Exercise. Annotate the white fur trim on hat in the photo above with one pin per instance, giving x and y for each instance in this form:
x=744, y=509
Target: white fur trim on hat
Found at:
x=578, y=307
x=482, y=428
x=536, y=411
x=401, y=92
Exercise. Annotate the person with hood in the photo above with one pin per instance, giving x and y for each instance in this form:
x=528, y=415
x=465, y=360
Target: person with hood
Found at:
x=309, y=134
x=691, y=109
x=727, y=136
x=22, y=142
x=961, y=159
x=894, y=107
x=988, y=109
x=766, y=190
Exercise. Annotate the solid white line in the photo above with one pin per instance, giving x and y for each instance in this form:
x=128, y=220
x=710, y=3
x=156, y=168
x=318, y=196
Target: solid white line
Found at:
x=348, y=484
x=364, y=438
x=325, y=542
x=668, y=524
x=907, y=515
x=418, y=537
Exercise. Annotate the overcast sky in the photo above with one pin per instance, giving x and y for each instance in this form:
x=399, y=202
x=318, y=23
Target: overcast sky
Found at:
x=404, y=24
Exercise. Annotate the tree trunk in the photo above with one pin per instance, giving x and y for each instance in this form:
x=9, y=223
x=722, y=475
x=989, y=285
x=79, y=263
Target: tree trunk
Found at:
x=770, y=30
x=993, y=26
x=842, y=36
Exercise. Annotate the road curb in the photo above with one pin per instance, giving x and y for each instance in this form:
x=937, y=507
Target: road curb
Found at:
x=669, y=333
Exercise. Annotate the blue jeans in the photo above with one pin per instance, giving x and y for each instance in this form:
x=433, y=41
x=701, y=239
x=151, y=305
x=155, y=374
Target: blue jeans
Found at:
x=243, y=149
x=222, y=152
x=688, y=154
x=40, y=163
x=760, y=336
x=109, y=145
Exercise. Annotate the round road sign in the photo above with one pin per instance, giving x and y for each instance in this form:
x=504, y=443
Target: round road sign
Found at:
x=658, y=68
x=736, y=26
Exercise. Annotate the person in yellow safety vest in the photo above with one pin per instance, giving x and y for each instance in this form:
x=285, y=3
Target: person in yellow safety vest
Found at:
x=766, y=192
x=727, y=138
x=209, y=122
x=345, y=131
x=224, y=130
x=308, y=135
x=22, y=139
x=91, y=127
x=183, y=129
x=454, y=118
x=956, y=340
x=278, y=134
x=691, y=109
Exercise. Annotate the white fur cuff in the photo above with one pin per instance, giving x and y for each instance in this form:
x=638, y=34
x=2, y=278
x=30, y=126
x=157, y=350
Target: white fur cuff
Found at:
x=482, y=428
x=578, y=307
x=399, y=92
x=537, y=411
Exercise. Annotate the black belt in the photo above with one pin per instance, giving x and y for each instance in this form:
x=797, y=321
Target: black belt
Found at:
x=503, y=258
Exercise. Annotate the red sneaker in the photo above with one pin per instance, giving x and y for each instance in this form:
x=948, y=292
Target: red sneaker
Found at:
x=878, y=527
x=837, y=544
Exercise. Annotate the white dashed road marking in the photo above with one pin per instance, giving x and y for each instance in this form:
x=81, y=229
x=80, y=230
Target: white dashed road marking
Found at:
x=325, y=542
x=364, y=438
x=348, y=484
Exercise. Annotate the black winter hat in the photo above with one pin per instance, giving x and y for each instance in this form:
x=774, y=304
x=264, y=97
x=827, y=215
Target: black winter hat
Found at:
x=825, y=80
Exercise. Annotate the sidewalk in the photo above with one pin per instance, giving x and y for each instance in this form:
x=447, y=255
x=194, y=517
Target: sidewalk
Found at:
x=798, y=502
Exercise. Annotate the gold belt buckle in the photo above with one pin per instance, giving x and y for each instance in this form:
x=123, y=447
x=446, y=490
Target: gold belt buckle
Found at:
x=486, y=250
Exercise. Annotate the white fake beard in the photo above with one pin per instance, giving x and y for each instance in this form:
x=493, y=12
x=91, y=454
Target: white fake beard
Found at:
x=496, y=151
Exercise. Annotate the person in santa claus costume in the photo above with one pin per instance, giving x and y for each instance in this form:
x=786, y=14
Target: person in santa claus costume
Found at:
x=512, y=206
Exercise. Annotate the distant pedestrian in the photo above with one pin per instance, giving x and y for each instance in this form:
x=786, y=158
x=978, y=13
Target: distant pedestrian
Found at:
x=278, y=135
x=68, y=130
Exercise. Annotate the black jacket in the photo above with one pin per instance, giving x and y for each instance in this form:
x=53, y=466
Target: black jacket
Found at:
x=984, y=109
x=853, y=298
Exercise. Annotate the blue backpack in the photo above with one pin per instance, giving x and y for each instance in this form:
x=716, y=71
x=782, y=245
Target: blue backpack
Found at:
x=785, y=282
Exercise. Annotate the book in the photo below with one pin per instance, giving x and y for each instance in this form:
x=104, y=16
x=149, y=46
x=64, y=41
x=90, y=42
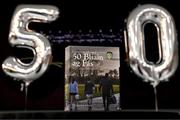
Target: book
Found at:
x=85, y=70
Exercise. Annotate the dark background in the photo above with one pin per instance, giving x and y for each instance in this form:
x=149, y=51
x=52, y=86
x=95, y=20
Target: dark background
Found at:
x=47, y=92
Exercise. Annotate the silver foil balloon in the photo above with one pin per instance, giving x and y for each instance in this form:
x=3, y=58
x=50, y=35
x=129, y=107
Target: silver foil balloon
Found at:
x=167, y=42
x=21, y=36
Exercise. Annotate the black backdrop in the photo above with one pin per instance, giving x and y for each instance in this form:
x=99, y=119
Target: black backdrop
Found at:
x=47, y=93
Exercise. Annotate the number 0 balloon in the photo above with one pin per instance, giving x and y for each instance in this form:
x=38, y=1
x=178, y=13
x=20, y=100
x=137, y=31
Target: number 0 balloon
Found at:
x=168, y=45
x=21, y=36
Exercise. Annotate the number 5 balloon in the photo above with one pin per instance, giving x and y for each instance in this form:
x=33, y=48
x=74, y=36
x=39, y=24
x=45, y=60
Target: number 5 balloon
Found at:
x=21, y=36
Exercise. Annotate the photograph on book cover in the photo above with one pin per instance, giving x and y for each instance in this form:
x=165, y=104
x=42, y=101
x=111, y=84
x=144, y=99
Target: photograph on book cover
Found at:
x=92, y=79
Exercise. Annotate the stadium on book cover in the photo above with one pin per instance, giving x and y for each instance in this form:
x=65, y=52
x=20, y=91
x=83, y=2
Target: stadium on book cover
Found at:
x=92, y=79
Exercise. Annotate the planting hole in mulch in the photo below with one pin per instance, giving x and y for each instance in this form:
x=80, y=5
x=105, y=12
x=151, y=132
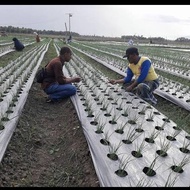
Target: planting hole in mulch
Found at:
x=170, y=138
x=177, y=169
x=104, y=142
x=161, y=153
x=149, y=140
x=149, y=172
x=184, y=150
x=112, y=156
x=121, y=173
x=136, y=154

_What you are asked to do_.
Convert the records above, from their first line up to and including the line containing "x=401, y=92", into a numbered list with blank lines omitted.

_Written response_.
1. Exercise. Annotate the white fur trim on hat in the photo above with one pin per instance, giving x and y for each instance in this form:
2. x=744, y=509
3. Target: white fur trim on hat
4. Found at:
5. x=578, y=307
6. x=482, y=428
7. x=536, y=411
8. x=401, y=92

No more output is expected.